> [Ketentuan]:
**A)** Jawab pertanyaan berikut berdasarkan teks tentang spiritualitas:
(i) Apa yang sering terdengar di kalangan "spiritualis" tentang spiritualitas yang mereka pelajari?
(ii) Pandangan semacam itu justru menandakan apa?
(iii) Fenomena ini akan dicermati dalam serial tulisan mengenai apa?
**B)** Salin persis bagian teks tentang spiritualitas, mulai dari "Padahal alih-alih menunjukkan" dan berakhir di "evolusi spiritualitas manusia.".

> [Teks yang Diberikan]:
Evolusi Spiritualitas Manusia (1): Melampaui Agama

Sering kita mendengar di kalangan “spiritualis” bahwa spiritualitas yang mereka pelajari telah melampaui agama-agama. Pandangan ini seolah menempatkan ajaran agama berada di bawah ajaran yang diyakini mereka.

Padahal alih-alih menunjukkan level yang tinggi, pandangan semacam ini justru menandakan rendahnya pemahaman mereka terhadap spiritualitas. Karena dengan gamblang mereka menunjukkan ketidaktahuan mereka tentang agama itu sendiri.

Kenapa hal ini begitu banyak dan mudah dialami masyarakat akhir-akhir ini? Kita akan mencoba mencermati fenomena ini dari berbagai sudut pandang dalam serial tulisan mengenai evolusi spiritualitas manusia.

> [Data]:
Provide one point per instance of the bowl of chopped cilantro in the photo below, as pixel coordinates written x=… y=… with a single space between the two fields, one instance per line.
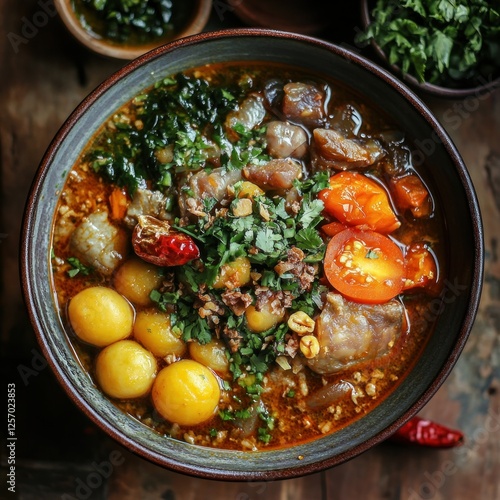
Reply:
x=449 y=49
x=125 y=29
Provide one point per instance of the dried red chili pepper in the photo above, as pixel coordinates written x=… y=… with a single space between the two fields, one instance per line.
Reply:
x=424 y=432
x=154 y=241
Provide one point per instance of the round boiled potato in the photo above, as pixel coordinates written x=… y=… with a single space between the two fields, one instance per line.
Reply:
x=100 y=316
x=212 y=354
x=136 y=279
x=152 y=330
x=125 y=370
x=260 y=321
x=186 y=393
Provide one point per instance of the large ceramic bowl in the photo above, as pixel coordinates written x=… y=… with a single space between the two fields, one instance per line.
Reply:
x=454 y=317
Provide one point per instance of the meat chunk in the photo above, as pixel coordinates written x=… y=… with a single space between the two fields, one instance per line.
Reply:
x=284 y=140
x=304 y=102
x=333 y=150
x=350 y=333
x=278 y=173
x=203 y=184
x=147 y=202
x=99 y=243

> [Jawaban Berurutan]:
**A)**
(i) Bahwa spiritualitas yang mereka pelajari telah melampaui agama-agama.
(ii) Rendahnya pemahaman mereka terhadap spiritualitas.
(iii) Evolusi spiritualitas manusia.

**B)**
Padahal alih-alih menunjukkan level yang tinggi, pandangan semacam ini justru menandakan rendahnya pemahaman mereka terhadap spiritualitas. Karena dengan gamblang mereka menunjukkan ketidaktahuan mereka tentang agama itu sendiri.

Kenapa hal ini begitu banyak dan mudah dialami masyarakat akhir-akhir ini? Kita akan mencoba mencermati fenomena ini dari berbagai sudut pandang dalam serial tulisan mengenai evolusi spiritualitas manusia.